INFJ? How come? I just had him pegged as an ISFP...


----------



## marie (Mar 13, 2010)

love love love love love love love


----------



## Aqualung (Nov 21, 2009)

I can't believe I just now saw this thread. Major Dylan freak here. "Blood on the Tracks" is probably my favorite of his albums & "Tangles Up & Blue" my favorite track on it. All week long the songs "Desolation Row" & "Idiot Wind" have been going through my head. Maybe one of these days I'll post a video of my Dylan impersonation. I sit down with the guitar & harmonica & wail away off key until I bust out laughing or until my wife's ready to punch me.:laughing: Probably annoying as hell to most but I've always had a weird sense of humor.


----------



## polaroid sea (Dec 19, 2009)

cardinalfire said:


> INFJ? How come? I just had him pegged as an ISFP...


i'm with you on bob as SP. i think fondly of him as either ISTP or ISFP.

i cannot take my eyes from these two in this moment. plus allen is clearly hot for bob. 

YouTube - ALLEN GINSBERG BOB DYLAN

bob's appearances in this film are hilarious

YouTube - Who are you?

and youtube used to have all of renaldo & clara but apparently not anymore. 

it doesn't get any more fucking gorgeous. and to everyone who spews the common blaspheme that bob can't sing, i say 1. kindly suck it and 2. nashville skyline

YouTube - Bob Dylan & Johnny Cash


----------



## cardinalfire (Dec 10, 2009)

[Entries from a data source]
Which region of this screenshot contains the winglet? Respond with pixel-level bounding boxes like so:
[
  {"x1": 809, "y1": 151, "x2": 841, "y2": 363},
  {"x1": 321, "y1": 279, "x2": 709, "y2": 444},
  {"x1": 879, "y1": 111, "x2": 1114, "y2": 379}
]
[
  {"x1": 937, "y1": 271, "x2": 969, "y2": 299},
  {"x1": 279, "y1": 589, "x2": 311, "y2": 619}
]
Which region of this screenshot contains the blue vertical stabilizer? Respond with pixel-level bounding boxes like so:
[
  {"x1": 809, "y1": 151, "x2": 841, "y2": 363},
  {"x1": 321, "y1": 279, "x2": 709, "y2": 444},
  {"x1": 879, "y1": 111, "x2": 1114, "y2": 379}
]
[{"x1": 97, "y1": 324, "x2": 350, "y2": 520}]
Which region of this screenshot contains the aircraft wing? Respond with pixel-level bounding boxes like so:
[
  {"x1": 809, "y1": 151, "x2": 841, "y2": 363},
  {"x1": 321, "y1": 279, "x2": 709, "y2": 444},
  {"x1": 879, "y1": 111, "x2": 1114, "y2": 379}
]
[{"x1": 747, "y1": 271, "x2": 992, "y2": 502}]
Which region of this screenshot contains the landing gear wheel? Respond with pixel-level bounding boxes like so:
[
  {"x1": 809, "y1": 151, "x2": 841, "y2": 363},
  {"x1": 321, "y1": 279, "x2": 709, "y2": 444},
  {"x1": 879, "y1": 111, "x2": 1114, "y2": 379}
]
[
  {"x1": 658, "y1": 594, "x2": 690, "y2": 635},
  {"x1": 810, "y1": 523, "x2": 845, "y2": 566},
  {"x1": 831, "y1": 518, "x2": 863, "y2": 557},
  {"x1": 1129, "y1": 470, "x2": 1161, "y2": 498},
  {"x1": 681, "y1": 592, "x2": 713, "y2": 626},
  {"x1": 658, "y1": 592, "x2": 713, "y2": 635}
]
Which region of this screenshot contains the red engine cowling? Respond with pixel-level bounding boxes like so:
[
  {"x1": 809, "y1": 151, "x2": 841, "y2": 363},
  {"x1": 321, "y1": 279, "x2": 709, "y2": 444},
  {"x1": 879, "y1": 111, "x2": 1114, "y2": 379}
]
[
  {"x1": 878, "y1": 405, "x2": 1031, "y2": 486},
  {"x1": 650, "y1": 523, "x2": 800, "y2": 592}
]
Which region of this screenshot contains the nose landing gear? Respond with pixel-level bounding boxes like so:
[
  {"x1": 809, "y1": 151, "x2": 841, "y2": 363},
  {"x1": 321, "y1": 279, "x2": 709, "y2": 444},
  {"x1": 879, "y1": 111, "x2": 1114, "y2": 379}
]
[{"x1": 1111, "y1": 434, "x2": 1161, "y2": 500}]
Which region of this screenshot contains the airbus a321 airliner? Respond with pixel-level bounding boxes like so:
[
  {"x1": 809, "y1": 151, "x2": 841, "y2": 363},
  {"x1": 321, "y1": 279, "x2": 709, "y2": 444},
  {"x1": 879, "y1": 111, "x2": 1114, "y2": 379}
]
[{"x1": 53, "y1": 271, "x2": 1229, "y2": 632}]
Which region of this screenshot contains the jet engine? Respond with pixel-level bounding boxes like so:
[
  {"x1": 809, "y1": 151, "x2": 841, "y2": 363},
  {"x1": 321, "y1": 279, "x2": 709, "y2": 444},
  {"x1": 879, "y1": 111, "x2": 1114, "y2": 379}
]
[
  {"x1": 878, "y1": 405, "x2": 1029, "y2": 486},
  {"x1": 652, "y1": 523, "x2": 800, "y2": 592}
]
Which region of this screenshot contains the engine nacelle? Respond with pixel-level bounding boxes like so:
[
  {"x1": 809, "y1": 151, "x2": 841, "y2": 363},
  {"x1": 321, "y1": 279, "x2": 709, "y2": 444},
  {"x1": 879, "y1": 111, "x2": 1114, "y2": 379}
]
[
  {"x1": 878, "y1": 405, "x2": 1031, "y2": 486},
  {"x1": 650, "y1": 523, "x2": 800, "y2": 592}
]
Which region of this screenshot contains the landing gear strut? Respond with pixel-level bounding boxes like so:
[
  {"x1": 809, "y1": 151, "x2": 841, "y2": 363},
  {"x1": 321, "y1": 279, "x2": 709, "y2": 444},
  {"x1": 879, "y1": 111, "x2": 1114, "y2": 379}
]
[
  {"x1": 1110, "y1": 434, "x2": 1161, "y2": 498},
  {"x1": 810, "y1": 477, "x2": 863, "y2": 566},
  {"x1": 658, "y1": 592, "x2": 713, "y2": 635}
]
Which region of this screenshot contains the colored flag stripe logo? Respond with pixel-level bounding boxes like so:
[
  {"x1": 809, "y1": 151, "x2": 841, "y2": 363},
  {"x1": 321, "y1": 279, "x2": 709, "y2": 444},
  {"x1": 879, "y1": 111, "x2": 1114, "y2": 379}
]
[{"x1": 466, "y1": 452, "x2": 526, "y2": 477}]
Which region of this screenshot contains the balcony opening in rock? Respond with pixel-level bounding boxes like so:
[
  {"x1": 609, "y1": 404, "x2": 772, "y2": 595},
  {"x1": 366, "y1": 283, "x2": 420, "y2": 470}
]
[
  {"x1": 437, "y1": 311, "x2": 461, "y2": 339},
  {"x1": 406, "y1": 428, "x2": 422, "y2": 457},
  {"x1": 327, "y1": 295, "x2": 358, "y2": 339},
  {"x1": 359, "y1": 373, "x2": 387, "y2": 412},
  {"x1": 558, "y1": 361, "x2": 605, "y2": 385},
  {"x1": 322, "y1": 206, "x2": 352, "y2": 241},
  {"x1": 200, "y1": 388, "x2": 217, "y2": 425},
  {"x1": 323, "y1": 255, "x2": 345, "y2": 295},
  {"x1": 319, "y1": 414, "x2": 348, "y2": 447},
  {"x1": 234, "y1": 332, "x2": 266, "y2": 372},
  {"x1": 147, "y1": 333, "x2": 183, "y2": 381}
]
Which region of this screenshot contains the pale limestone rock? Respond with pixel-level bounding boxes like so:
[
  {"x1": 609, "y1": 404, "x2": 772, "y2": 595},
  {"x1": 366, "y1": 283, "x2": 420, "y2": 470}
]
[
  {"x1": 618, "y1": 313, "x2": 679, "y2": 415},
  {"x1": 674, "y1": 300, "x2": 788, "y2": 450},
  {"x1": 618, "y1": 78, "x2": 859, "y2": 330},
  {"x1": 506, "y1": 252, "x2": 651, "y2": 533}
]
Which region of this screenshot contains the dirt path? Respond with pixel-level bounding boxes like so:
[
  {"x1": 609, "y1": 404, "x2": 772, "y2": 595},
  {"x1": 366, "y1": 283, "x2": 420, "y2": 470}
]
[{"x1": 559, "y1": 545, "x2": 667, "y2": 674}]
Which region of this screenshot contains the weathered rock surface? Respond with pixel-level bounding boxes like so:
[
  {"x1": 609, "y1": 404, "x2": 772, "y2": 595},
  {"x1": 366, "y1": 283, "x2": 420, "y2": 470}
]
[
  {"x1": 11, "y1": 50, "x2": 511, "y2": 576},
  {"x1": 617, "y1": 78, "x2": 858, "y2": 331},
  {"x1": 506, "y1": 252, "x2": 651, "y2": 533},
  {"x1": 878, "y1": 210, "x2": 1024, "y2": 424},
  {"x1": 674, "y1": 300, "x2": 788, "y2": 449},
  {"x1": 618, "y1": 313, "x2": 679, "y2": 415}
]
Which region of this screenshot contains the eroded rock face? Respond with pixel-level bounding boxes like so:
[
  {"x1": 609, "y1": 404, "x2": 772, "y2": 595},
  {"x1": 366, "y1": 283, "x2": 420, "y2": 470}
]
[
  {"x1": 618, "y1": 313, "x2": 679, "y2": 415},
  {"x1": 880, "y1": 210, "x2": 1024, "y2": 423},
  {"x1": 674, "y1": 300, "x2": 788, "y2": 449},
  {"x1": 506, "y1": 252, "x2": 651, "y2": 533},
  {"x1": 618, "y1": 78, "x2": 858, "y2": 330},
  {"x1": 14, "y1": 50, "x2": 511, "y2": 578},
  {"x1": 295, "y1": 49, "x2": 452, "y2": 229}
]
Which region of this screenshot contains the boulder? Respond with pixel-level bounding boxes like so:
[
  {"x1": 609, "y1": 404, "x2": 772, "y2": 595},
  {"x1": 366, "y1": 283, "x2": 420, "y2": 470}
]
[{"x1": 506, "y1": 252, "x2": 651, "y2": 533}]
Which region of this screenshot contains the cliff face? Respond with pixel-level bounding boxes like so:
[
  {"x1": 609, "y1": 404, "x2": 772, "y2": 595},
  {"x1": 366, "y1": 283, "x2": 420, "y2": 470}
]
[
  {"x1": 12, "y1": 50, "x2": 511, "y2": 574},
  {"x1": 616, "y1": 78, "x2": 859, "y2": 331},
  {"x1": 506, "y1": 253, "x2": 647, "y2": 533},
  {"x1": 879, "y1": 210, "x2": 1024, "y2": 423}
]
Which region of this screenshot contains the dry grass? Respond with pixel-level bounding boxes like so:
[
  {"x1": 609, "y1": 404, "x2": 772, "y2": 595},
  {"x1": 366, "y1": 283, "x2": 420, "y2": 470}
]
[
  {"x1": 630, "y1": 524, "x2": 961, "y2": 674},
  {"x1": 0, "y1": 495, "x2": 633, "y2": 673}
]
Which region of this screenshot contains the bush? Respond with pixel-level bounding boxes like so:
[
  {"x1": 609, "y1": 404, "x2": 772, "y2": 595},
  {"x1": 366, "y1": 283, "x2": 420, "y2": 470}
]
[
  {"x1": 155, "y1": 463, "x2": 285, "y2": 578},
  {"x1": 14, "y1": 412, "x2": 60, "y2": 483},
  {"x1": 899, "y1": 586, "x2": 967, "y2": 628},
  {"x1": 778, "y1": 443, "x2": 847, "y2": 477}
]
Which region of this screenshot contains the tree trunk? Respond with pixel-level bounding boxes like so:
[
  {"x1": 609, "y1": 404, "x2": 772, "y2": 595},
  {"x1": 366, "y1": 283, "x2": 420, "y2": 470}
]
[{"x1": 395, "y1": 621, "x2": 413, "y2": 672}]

Exercise:
In the Bob Dylan forum thread, which album does Aqualung say is probably his favorite of Dylan's?

Reply:
"Blood on the Tracks"